Brief
The answer should be each line of the records that contains the word "people"; please copy them all.

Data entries
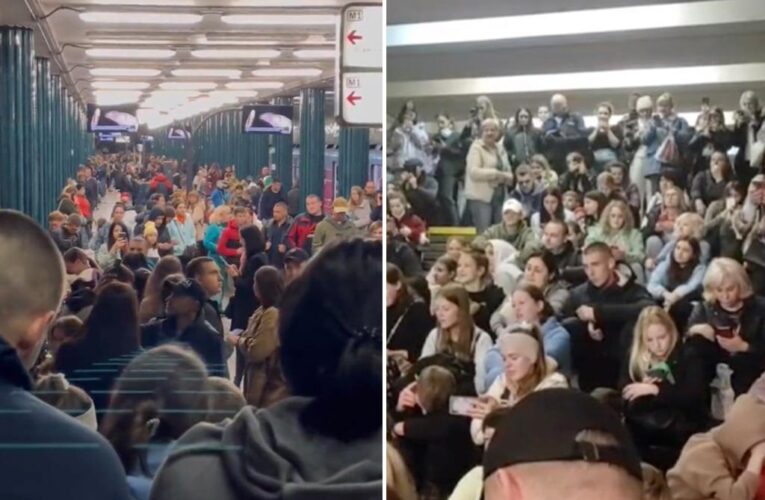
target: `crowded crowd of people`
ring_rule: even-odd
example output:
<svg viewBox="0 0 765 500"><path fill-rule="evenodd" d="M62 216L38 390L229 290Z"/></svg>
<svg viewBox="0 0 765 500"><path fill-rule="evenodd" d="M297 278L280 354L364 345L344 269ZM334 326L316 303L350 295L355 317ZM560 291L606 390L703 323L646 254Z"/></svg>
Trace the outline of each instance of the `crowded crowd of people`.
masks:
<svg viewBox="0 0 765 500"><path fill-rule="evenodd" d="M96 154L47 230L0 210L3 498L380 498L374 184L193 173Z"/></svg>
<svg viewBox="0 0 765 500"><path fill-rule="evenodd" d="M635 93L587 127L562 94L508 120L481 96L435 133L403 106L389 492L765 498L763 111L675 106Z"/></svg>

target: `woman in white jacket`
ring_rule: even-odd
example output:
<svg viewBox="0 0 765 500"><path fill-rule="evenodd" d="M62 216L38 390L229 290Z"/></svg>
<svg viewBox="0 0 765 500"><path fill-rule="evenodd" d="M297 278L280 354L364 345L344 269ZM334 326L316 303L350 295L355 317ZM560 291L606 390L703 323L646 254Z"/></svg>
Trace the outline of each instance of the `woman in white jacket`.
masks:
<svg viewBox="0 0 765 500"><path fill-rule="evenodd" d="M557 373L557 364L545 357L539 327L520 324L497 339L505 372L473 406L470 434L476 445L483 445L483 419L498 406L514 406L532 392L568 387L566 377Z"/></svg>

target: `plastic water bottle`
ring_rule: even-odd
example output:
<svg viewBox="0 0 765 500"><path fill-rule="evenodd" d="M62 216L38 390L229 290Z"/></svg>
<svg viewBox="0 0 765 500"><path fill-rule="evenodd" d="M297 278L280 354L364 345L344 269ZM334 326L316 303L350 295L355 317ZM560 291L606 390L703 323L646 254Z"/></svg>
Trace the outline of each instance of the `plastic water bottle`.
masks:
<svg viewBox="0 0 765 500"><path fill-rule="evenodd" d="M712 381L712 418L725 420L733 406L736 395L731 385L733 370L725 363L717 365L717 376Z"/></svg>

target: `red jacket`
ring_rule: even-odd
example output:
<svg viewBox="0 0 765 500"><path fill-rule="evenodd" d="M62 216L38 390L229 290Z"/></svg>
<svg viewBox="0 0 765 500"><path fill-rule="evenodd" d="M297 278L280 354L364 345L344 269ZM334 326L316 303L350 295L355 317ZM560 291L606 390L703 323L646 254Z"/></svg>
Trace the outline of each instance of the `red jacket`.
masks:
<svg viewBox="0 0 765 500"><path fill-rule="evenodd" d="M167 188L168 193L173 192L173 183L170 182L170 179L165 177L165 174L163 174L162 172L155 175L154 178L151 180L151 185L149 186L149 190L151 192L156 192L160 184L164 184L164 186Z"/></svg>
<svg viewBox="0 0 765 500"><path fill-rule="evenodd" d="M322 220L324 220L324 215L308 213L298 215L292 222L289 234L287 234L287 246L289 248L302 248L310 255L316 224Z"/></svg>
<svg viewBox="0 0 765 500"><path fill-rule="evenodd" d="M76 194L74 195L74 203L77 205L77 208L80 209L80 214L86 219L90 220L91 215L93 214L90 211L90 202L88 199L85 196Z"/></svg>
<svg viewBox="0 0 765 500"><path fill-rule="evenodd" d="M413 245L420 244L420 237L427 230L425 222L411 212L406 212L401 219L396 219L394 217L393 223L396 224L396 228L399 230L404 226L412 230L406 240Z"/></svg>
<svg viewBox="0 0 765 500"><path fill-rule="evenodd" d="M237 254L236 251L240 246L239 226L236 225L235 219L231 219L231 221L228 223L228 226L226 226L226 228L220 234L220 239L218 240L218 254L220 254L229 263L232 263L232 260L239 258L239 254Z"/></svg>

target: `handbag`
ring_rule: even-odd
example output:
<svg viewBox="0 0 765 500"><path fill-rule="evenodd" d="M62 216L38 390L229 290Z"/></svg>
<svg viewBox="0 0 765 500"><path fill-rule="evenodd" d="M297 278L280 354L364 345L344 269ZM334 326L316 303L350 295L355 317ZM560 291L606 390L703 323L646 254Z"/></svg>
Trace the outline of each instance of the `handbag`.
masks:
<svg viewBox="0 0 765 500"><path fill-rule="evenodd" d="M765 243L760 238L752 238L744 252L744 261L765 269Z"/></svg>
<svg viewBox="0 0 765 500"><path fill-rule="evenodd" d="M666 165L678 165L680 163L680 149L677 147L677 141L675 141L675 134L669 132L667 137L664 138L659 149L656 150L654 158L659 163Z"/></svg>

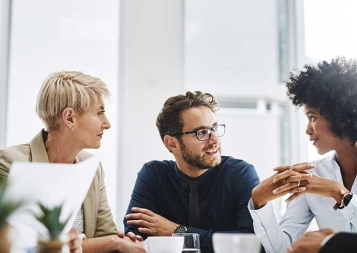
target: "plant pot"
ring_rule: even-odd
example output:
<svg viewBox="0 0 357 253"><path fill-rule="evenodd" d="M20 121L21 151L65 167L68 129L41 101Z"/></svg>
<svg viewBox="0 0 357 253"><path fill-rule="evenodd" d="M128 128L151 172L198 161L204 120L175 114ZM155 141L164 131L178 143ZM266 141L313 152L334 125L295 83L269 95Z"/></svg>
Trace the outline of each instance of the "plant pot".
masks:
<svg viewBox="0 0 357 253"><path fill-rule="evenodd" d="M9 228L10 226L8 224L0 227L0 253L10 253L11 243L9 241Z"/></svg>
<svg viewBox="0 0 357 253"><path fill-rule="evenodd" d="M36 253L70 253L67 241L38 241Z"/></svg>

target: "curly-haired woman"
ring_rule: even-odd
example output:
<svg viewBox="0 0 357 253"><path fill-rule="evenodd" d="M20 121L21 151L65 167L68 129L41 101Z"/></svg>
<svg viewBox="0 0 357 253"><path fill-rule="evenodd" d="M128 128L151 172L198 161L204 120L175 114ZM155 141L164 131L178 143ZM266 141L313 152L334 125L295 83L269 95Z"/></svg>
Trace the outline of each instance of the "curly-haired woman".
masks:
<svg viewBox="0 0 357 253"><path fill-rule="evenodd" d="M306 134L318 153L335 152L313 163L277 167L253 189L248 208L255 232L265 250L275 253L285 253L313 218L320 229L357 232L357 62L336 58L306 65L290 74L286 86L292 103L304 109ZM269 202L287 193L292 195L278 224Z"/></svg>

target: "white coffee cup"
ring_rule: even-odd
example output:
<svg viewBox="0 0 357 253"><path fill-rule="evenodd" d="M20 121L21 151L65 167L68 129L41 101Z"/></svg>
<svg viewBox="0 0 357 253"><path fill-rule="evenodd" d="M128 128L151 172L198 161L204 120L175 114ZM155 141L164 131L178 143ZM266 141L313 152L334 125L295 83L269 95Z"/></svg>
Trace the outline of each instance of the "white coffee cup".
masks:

Reply to the task
target: `crowded crowd of people`
Trace the outline of each instance of the `crowded crowd of people`.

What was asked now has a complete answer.